Request :: Rewrite the entire listing below as a numbered list, omitting any blank lines.

Given records ::

>>>>>

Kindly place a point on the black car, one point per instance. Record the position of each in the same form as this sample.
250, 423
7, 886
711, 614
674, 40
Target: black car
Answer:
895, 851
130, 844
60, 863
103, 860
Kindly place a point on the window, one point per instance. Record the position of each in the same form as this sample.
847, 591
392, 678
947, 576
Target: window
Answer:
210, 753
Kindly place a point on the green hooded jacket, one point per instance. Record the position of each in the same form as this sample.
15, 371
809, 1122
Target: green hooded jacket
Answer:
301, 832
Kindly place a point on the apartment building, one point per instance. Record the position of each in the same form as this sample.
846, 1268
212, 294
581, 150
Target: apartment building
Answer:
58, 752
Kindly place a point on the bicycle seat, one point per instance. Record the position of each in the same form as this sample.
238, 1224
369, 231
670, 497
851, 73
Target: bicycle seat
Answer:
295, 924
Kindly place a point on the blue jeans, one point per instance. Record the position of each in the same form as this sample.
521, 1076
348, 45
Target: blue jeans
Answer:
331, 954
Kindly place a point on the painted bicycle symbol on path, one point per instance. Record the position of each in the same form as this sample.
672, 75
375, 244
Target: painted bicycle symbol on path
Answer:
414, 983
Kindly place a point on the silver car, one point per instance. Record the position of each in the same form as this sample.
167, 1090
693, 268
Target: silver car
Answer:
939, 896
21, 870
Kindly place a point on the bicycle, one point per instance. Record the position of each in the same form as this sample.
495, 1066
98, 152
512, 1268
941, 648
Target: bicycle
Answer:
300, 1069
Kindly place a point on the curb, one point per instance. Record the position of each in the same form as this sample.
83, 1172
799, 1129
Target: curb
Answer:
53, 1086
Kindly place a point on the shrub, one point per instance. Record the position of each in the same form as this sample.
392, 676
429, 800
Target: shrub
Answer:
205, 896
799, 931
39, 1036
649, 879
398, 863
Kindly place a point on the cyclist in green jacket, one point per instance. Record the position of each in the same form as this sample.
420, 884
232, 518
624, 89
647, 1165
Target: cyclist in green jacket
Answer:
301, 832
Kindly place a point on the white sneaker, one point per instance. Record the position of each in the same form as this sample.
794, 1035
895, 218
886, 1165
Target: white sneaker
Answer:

<<<<<

Exercise result ::
1. Kindly place a point on the black car, one point per instance. Record the position of each in the same form as this sample.
2. 250, 423
3. 7, 886
4. 711, 614
5. 674, 40
6. Target: black car
7. Answer:
8. 895, 851
9. 130, 844
10. 60, 863
11. 103, 860
12. Kindly place a point on the window, one point per instance. Record the position of each in the same form as this sample.
13. 847, 591
14. 392, 678
15. 947, 576
16. Target: window
17. Answer:
18. 210, 753
19. Kindly place a point on the green hooded jacket, one point per instance. Record the position of each in the same form as this sample.
20. 15, 371
21. 809, 1122
22. Target: green hooded jacket
23. Answer:
24. 301, 832
25. Kindly place a point on the apartment building, one point per instance. Record the position of each in the same form as this sample.
26. 846, 1268
27. 212, 294
28. 581, 150
29. Target: apartment building
30. Answer:
31. 58, 752
32. Kindly place a point on the bicycle seat, one point per instance. Record the position of each in the same form as this sample.
33. 238, 1224
34. 369, 231
35. 670, 497
36. 851, 73
37. Target: bicycle seat
38. Answer:
39. 295, 924
40. Kindly place a point on the blue jeans, one point per instance. Record the position of each in the same form as this sample.
41. 521, 1076
42. 348, 45
43. Target: blue jeans
44. Answer:
45. 331, 954
46. Kindly place a point on the painted bicycle symbol on path, one point per instance. Record the position of each in the same form as this sample.
47. 672, 75
48. 375, 244
49. Target: painted bicycle symbol on path
50. Answer:
51. 414, 983
52. Kindly place a point on the silver car, one point per instance. Record the position of each in the same form as this sample.
53. 167, 1090
54. 693, 268
55. Target: silver car
56. Answer:
57. 939, 896
58. 21, 870
59. Kindly place a point on the bicycle, one point per instance. Record the position of each in the same form as this sample.
60. 495, 1066
61. 98, 152
62. 512, 1268
63. 941, 648
64. Target: bicycle
65. Answer:
66. 300, 1069
67. Kindly place a point on the curb, one point per instance. Record the position of each in the same form as this sample.
68. 83, 1172
69. 799, 1129
70. Target: curb
71. Answer:
72. 53, 1086
73. Kindly place a point on the shrub, one point per instance. Record the position of each in the same form as this sample.
74. 392, 676
75. 429, 800
76. Target: shrub
77. Answer:
78. 205, 896
79. 799, 931
80. 39, 1036
81. 649, 879
82. 398, 863
83. Kindly place a point on the cyclist in green jacket, one point per instance. Record the position of each in the same form as this sample.
84. 420, 884
85. 232, 518
86. 624, 89
87. 647, 1165
88. Target: cyclist in green jacket
89. Answer:
90. 301, 832
91. Kindly place a point on the white sneaker, one point per instance. Record the position of each in the same form as this sample.
92. 794, 1035
93. 895, 218
94. 886, 1165
95. Target: white sneaker
96. Answer:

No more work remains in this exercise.